→ Task 1: Repeat the part of the simulator extract that begins at the words "Those persons who" and stops after the words "is as follows.".
→ Task 2: List each action that the example problem in the simulator extract asks the reader to carry out.

→ Extract:
== == ==
Here we explain how to change the components and values, as well as conditions etc., in a simulation circuit that has been provided, and then run the simulation.
Those persons who have not read any introductory articles prior to this one should consult “Starting a Simulation Circuit in the ROHM Solution Simulator” to start up the example simulation circuit. The following link can also be used to start the simulation directly. https://www.rohm.com/solution-simulator/buck_converter_vo250v_io20a
For a quick introduction to methods of operation, please refer to the ”Hands-On User’s Manual(PDF)”.
Customization of Simulations
Here an example problem is used to explain methods of customization and related matters.
Example problem: Change a PWM frequency from 50 kHz to 25 kHz and execute a simulation, then compare the waveform frequencies at net75 (the source of the SiC MOSFET xQ1) before and after the change of frequency.
The procedure is as follows.
== == ==
→ Dataset entries:

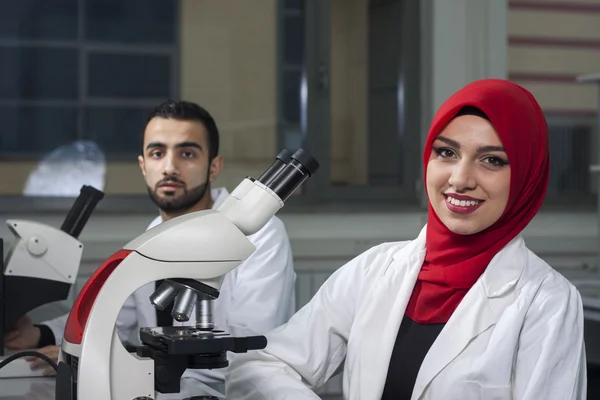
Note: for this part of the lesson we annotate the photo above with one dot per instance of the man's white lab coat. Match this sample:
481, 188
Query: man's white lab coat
517, 334
256, 297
== == ==
→ Right answer 1:
Those persons who have not read any introductory articles prior to this one should consult “Starting a Simulation Circuit in the ROHM Solution Simulator” to start up the example simulation circuit. The following link can also be used to start the simulation directly. https://www.rohm.com/solution-simulator/buck_converter_vo250v_io20a
For a quick introduction to methods of operation, please refer to the ”Hands-On User’s Manual(PDF)”.
Customization of Simulations
Here an example problem is used to explain methods of customization and related matters.
Example problem: Change a PWM frequency from 50 kHz to 25 kHz and execute a simulation, then compare the waveform frequencies at net75 (the source of the SiC MOSFET xQ1) before and after the change of frequency.
The procedure is as follows.

→ Right answer 2:
- Change the PWM frequency from 50 kHz to 25 kHz.
- Run a simulation.
- Compare the waveform frequencies at net75 (the source of the SiC MOSFET xQ1) before and after the frequency change.